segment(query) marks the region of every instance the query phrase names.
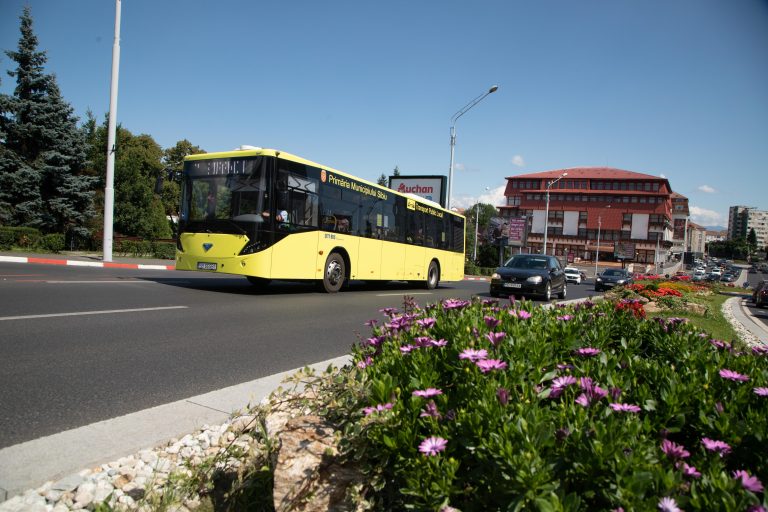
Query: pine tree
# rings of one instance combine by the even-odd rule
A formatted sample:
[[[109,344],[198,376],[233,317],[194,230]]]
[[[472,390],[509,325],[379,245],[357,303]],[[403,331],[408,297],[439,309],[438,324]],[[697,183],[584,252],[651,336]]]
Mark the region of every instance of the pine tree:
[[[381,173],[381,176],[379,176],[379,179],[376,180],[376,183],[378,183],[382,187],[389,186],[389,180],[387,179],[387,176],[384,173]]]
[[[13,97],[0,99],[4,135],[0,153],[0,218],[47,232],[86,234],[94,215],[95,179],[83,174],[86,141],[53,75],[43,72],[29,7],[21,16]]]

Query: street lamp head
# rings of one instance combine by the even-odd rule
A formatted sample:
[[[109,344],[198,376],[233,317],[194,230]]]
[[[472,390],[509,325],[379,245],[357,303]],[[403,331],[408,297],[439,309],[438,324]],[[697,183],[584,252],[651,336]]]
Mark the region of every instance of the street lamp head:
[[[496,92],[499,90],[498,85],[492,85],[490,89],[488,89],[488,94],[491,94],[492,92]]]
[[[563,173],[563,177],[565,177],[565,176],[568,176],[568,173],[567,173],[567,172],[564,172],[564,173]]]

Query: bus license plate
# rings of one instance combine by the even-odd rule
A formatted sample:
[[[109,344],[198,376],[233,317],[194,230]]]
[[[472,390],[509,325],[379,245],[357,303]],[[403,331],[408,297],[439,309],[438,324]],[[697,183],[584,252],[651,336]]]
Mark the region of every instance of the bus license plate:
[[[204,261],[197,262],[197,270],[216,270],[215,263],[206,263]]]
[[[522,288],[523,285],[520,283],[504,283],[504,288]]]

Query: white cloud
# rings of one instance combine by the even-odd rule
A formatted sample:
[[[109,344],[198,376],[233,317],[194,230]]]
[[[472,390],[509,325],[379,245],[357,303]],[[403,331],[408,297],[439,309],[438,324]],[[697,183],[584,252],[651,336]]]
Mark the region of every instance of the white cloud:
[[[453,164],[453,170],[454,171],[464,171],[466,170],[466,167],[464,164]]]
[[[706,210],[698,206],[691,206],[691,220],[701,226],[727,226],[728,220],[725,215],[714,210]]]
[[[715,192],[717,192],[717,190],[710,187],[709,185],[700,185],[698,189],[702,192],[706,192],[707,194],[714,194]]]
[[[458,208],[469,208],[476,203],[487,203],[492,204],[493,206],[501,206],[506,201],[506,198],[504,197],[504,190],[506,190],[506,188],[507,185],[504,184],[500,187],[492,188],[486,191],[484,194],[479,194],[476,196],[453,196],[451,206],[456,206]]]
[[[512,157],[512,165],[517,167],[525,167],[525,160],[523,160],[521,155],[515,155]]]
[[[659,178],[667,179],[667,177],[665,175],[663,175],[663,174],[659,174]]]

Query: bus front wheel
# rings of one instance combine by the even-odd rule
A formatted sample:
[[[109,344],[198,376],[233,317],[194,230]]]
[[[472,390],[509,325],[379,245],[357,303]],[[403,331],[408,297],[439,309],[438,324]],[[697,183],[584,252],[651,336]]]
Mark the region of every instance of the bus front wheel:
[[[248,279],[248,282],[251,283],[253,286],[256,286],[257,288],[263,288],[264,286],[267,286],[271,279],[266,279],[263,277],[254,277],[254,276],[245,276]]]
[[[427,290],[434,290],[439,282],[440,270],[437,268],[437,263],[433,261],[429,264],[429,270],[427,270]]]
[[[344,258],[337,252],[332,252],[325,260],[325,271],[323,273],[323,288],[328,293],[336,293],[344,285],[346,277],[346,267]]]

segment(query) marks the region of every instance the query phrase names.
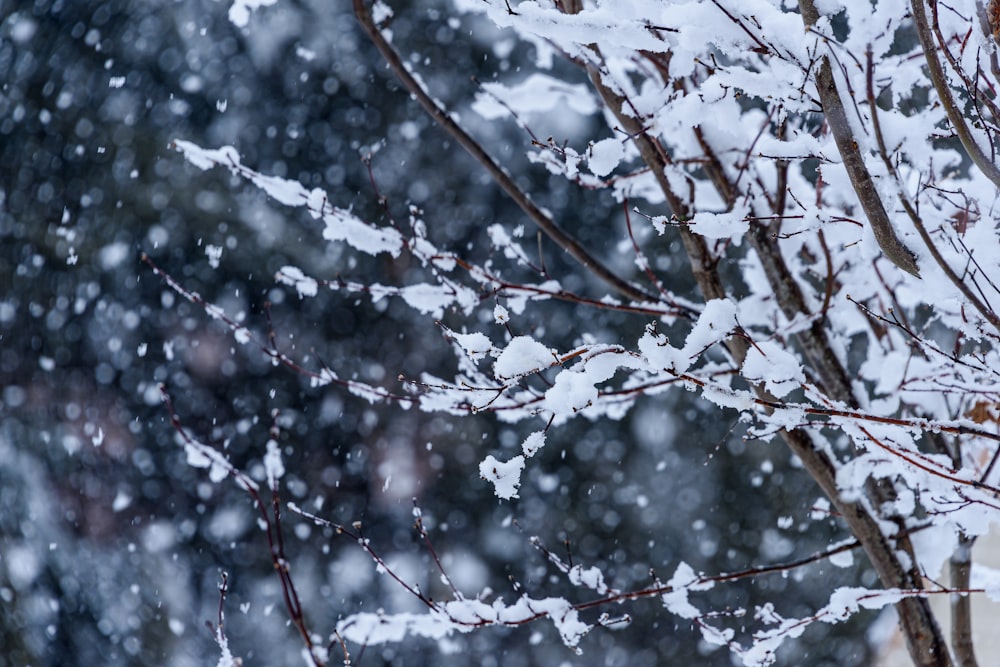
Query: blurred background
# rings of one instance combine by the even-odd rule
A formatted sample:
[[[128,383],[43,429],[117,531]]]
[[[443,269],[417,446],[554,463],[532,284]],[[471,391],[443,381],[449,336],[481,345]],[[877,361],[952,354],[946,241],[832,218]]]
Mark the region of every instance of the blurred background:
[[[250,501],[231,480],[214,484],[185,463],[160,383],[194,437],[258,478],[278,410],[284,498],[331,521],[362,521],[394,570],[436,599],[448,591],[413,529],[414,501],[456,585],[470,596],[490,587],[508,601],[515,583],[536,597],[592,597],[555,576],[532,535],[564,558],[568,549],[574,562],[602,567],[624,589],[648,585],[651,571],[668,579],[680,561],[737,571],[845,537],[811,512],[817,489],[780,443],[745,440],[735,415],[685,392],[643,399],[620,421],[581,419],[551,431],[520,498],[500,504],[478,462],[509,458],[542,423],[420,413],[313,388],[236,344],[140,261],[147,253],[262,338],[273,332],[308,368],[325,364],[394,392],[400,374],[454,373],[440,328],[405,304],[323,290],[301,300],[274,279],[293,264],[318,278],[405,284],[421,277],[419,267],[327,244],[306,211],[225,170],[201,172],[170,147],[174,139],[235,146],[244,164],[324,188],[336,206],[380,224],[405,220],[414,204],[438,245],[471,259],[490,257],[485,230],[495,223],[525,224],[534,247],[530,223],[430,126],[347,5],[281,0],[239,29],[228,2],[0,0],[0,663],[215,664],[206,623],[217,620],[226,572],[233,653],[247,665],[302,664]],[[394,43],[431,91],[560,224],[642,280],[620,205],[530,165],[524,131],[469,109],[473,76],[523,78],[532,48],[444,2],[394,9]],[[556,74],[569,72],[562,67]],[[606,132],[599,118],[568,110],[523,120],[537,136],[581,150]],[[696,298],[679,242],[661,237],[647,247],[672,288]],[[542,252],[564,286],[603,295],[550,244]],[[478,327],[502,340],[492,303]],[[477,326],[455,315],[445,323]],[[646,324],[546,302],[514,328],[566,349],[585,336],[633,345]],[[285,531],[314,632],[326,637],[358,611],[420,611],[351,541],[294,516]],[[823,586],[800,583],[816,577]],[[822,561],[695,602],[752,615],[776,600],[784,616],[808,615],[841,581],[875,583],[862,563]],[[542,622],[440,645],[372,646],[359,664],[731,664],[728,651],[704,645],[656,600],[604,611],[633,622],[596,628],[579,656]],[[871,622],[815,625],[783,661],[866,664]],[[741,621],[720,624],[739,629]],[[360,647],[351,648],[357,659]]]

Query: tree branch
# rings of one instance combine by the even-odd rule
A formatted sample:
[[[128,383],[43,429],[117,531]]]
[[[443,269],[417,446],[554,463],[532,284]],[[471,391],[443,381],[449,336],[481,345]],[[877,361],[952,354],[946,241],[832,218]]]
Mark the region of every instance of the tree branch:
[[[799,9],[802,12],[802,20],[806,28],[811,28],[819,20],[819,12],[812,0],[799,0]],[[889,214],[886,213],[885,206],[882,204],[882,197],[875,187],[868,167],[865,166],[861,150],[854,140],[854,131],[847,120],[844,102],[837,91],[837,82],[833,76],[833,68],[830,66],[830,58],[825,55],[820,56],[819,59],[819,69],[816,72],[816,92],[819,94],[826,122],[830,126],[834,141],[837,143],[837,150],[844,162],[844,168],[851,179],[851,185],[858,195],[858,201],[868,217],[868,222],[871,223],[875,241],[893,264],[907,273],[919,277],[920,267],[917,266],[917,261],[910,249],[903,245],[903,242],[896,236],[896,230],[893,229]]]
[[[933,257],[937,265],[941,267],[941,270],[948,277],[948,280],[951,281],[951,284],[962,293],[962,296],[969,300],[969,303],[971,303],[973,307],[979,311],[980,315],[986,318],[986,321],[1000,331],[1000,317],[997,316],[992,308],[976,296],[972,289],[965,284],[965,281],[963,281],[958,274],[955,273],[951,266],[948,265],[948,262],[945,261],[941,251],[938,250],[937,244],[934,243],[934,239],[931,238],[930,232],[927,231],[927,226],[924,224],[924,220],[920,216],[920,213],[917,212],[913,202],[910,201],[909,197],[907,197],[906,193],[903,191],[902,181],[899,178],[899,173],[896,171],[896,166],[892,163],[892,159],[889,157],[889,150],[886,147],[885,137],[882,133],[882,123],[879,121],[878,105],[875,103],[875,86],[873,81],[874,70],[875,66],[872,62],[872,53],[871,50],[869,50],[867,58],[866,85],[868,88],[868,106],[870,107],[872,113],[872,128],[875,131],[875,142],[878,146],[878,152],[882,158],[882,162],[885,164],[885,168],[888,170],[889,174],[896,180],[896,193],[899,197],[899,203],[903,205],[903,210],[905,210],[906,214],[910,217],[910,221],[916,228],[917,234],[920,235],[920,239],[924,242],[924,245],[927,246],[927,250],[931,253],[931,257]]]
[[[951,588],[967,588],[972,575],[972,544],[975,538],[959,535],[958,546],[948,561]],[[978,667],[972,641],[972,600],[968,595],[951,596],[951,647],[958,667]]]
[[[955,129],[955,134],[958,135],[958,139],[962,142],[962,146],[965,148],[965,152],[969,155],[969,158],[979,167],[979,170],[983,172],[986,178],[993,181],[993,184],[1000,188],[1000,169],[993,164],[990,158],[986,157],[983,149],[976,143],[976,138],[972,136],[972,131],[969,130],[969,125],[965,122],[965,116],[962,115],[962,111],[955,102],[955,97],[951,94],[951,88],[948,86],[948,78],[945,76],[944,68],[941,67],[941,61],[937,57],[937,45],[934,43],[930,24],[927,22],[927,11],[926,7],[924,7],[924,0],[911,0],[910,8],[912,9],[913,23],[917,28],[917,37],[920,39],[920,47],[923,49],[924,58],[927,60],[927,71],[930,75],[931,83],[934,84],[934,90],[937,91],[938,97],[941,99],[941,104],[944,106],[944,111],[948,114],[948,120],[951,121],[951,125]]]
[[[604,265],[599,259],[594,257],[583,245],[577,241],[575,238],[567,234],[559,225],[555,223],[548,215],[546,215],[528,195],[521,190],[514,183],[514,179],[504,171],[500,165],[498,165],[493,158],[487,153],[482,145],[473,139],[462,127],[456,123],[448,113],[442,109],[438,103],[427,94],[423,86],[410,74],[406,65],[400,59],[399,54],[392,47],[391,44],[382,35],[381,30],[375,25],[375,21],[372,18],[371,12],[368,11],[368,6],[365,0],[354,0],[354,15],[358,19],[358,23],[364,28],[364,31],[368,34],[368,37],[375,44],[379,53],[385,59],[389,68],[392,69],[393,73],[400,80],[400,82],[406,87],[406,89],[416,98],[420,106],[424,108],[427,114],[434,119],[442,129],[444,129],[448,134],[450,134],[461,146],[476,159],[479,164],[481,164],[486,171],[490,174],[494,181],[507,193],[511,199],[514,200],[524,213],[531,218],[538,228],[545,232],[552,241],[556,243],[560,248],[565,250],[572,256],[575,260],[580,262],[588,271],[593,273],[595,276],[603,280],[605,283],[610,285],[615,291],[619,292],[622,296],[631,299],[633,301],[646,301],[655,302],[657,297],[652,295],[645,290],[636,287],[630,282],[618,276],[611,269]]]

» **Assignment**: What you give back must be exactly the lines from the opening line of the entries through the line holding "Query: bus license plate", with no pictures.

» **Solution to this exercise**:
segment(query) marks the region of every instance the query phrase names.
Query: pine tree
# rings of one instance combine by the even-odd rule
A formatted sample:
[[[109,344],[198,376],[233,317],[194,230]]]
[[[472,390],[509,325],[379,245],[357,303]],[[403,331],[408,297],[439,309],[438,324]],[[697,183],[584,252],[651,336]]]
Mark the region of every instance of the pine tree:
[[[381,173],[381,176],[379,176],[379,179],[376,180],[376,183],[378,183],[382,187],[389,186],[389,180],[387,179],[387,176],[384,173]]]
[[[13,97],[0,99],[4,135],[0,153],[0,218],[47,232],[86,234],[94,215],[95,179],[83,174],[86,141],[53,75],[43,72],[29,7],[21,16]]]

Query: street lamp head
# rings of one instance combine by the even-odd rule
A formatted sample:
[[[109,344],[198,376],[233,317],[194,230]]]
[[[472,390],[509,325],[379,245],[357,303]],[[403,331],[408,297],[439,309],[438,324]],[[697,183],[584,252],[651,336]]]
Mark the region of every instance of the street lamp head:
[[[496,92],[499,90],[498,85],[492,85],[490,89],[488,89],[488,94],[491,94],[492,92]]]
[[[563,173],[563,177],[565,177],[565,176],[568,176],[568,173],[567,173],[567,172],[564,172],[564,173]]]

Query: bus license plate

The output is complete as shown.